Search the entries for the word "dark" and copy each line that has it.

━━━ Input records

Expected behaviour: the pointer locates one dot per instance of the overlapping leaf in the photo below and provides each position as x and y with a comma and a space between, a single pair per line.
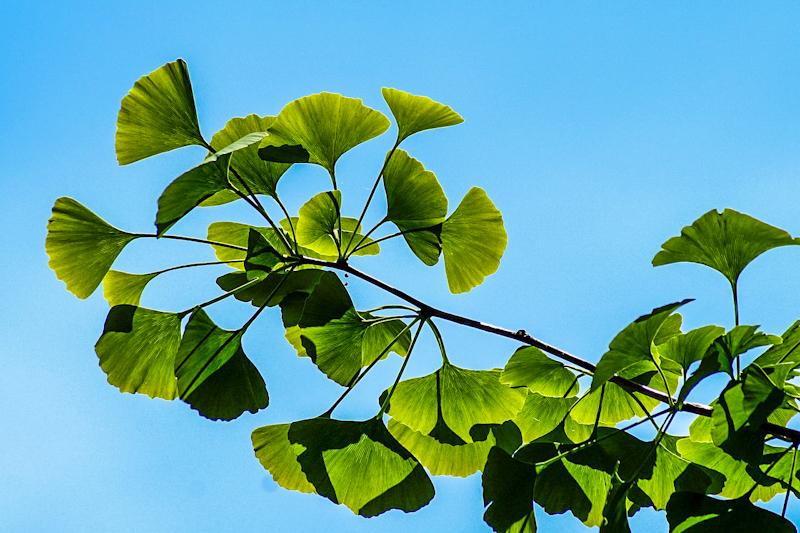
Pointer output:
357, 464
137, 350
157, 115
214, 375
319, 129
82, 246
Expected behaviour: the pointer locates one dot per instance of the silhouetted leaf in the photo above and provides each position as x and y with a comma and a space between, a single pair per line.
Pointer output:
215, 377
417, 113
157, 115
81, 246
137, 350
473, 241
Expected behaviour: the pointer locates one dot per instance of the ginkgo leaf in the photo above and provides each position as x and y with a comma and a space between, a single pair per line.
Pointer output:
440, 458
530, 367
259, 175
137, 350
690, 347
319, 129
357, 464
215, 377
473, 241
82, 246
414, 197
417, 113
338, 347
157, 115
698, 513
726, 242
449, 402
508, 486
125, 288
189, 190
635, 345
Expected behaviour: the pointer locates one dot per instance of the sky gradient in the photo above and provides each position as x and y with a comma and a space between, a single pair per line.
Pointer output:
598, 129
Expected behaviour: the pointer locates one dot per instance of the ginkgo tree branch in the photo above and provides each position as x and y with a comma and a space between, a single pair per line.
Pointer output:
523, 337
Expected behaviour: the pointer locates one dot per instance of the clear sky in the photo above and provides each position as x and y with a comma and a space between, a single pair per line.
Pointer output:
598, 128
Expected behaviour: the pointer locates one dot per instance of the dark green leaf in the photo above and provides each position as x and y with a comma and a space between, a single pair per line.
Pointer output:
530, 367
473, 241
81, 246
137, 350
215, 377
508, 493
697, 513
726, 242
189, 190
319, 129
417, 113
157, 115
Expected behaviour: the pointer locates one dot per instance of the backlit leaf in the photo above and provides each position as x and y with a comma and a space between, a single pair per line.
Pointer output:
417, 113
157, 115
319, 129
473, 241
137, 350
726, 242
81, 246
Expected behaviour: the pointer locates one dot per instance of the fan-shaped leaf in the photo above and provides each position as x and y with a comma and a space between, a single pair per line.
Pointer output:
124, 288
215, 377
417, 113
137, 350
358, 464
530, 367
697, 513
157, 115
189, 190
259, 175
726, 242
81, 246
319, 129
473, 241
449, 402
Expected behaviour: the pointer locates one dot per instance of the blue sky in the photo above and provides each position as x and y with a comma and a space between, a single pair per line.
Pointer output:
599, 129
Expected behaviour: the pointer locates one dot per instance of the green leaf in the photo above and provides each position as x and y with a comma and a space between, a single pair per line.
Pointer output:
157, 115
473, 241
508, 487
449, 402
215, 377
358, 464
530, 367
340, 348
417, 113
124, 288
319, 129
441, 458
317, 227
726, 242
137, 350
189, 190
260, 176
636, 344
279, 457
261, 255
687, 348
698, 513
81, 246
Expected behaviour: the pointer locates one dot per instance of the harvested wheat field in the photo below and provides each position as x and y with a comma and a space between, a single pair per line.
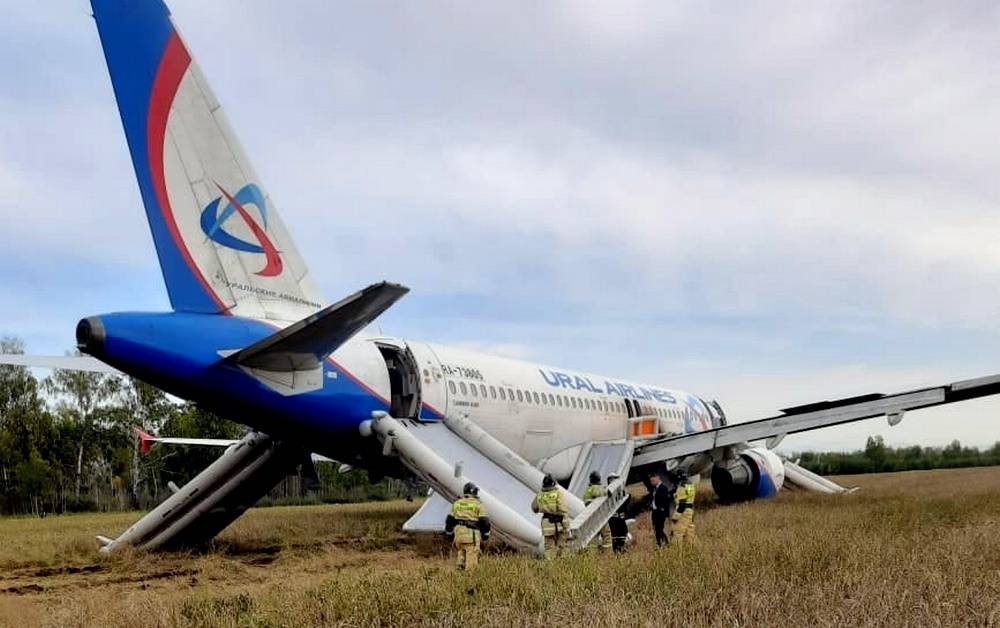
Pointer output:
917, 548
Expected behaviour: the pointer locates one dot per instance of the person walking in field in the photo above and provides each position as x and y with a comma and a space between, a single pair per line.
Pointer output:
661, 500
593, 491
552, 505
682, 519
468, 525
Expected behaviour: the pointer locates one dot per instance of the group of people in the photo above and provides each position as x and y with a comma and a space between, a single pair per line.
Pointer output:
468, 525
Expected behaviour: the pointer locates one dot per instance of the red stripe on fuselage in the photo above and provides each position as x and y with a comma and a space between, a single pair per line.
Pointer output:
174, 64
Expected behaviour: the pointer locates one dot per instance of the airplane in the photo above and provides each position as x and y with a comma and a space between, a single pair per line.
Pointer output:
249, 337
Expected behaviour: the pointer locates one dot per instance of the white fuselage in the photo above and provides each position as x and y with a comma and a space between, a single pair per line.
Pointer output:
540, 411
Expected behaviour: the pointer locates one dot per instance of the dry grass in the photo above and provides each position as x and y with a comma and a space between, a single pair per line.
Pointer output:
920, 548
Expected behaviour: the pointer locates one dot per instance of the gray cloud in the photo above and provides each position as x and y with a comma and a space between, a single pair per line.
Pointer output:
673, 192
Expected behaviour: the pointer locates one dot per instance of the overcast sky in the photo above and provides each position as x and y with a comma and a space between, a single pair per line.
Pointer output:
765, 203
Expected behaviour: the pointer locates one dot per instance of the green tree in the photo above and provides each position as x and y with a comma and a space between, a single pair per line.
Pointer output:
80, 394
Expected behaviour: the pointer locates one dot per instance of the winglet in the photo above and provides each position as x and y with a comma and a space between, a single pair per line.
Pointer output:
305, 344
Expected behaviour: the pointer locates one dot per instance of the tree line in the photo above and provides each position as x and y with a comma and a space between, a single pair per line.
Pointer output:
876, 457
67, 445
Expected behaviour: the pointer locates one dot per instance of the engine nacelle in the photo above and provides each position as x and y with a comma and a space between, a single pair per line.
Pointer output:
755, 473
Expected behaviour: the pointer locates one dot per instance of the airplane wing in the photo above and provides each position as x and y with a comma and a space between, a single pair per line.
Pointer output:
811, 417
70, 362
305, 344
146, 442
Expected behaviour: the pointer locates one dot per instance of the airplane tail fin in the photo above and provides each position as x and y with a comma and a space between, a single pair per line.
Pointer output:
222, 246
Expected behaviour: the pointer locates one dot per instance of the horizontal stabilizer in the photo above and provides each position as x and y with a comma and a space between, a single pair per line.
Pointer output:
305, 344
68, 362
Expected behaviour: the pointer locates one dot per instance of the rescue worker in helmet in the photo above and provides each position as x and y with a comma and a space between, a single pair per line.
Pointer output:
468, 526
555, 516
682, 518
594, 490
618, 524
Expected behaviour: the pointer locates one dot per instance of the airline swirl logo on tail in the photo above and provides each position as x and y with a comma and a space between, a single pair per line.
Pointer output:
213, 224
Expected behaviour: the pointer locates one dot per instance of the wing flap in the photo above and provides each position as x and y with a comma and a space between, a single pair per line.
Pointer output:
304, 345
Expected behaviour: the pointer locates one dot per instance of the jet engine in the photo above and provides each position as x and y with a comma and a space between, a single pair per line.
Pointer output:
754, 473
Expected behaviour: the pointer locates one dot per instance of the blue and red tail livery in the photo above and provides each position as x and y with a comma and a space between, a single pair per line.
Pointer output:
222, 246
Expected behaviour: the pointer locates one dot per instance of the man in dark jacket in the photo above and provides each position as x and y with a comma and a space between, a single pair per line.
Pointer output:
660, 503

━━━━━━

- Response to the task -
Expected behaviour: the pointer locates one dot per instance of the dark green leaf in the photo above and provides each position as x and y with a comma and a space between, a single pair per line.
Expected behaviour: the pointer locates one dot per instance of the man in dark jacket in the photo above and provides each position as x and y with a comma and a space between, a single pair per line.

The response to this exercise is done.